(Picture region annotation data)
============

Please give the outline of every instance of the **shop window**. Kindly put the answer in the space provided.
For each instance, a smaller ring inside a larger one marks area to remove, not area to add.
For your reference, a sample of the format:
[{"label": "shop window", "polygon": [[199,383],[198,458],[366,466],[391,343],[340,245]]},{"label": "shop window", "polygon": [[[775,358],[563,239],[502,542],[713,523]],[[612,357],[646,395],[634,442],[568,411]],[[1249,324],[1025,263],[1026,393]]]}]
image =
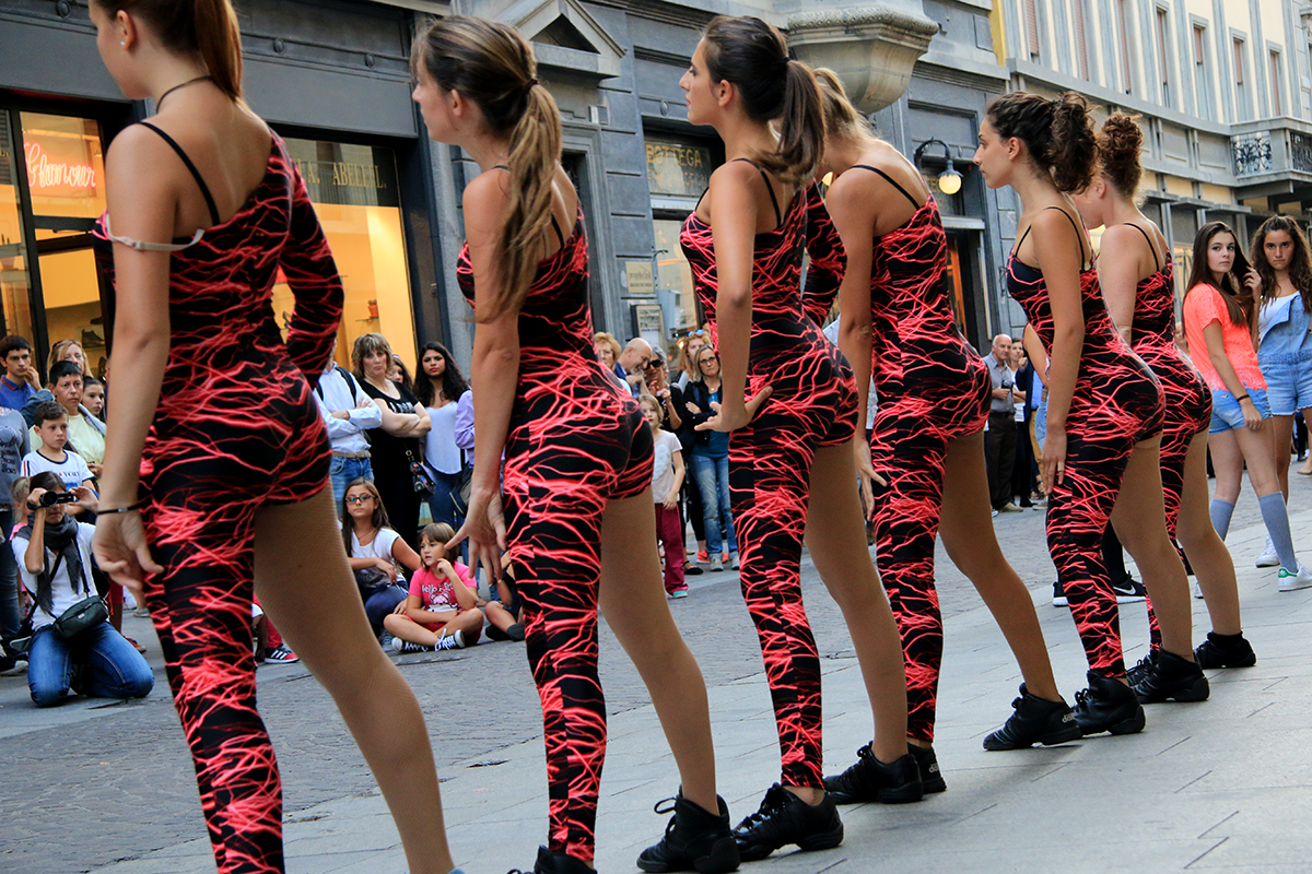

============

**Brief**
Duplicate every line of the records above verbatim, omitting the pictures.

**Exercise response**
Please give the outline of every instance of the **shop window**. Kindly put the answer in the space provided.
For each instance, a smaller ring inside a larger one marks area to remove, not area to add.
For your reference, a sample of the format:
[{"label": "shop window", "polygon": [[199,383],[198,458],[366,466],[391,343],[340,245]]},{"label": "shop window", "polygon": [[[775,358],[563,239],[502,542],[713,523]],[[612,357],[646,395],[634,442],[568,411]],[[1249,324],[1025,263],[1026,393]]]}]
image =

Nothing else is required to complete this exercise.